[Start of DATA ENTRIES]

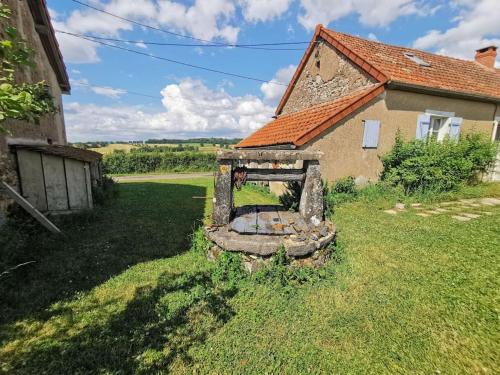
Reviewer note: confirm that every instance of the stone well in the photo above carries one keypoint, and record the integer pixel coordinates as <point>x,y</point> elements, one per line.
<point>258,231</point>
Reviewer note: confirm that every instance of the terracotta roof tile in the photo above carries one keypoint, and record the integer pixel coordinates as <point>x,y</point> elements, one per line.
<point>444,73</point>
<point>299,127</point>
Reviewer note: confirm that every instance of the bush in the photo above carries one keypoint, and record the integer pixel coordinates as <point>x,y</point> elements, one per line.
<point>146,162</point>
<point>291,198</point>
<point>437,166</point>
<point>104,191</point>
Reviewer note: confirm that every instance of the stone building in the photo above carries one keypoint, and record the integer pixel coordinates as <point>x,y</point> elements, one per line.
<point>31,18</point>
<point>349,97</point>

[End of DATA ENTRIES]
[Start of DATA ENTRIES]

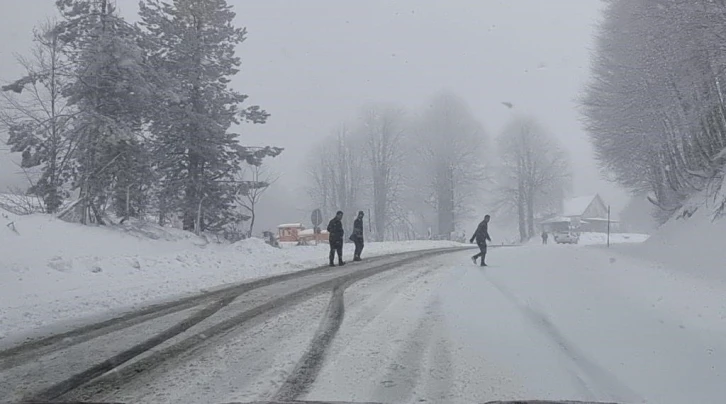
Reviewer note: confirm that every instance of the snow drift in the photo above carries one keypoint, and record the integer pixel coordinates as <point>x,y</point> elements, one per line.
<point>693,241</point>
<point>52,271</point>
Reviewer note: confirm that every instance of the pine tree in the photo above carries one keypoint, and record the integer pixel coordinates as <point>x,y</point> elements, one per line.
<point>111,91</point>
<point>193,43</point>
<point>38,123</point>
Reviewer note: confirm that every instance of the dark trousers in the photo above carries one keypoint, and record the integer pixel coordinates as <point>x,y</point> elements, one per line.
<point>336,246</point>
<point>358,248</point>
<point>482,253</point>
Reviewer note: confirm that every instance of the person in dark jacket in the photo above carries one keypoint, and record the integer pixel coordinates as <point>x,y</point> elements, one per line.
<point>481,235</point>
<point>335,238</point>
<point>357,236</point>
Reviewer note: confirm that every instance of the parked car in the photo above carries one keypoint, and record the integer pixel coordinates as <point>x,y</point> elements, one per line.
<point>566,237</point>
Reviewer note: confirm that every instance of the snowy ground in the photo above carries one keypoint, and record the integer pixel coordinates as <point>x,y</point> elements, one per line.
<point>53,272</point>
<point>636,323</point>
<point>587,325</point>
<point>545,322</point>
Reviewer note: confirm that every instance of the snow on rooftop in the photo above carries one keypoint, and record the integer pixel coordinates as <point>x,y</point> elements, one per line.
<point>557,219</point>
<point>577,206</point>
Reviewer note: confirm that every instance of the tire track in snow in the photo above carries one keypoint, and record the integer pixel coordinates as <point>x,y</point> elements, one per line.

[End of DATA ENTRIES]
[Start of DATA ENTRIES]

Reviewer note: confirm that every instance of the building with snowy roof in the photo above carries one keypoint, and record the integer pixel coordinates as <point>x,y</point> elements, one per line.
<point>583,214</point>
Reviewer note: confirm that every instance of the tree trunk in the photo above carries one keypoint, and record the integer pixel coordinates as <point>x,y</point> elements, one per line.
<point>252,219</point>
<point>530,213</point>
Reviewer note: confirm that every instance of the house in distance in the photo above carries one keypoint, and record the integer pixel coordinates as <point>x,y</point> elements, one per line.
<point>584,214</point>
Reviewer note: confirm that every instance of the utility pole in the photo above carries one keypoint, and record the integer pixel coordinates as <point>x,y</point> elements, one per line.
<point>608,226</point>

[End of DATA ENTRIES]

**STATED EXERCISE**
Retype the lines of the data above verbatim, starting at the line that contains "Reviewer note: confirm that every instance of the snow on" and stopping after the line that contains "Reviewer note: confirm that every instance of the tire".

**OUTPUT OF THE TASK**
Reviewer note: confirm that every instance of the snow on rooftop in the photo above carries one keypoint, and record the integer pixel coordinates as <point>x,y</point> elements, one per line.
<point>557,219</point>
<point>577,206</point>
Reviewer note: confirm that every instance of the tire track in snow in the photo above carries one keypoint, and record the integer pixel coordinates as <point>x,y</point> elements, one per line.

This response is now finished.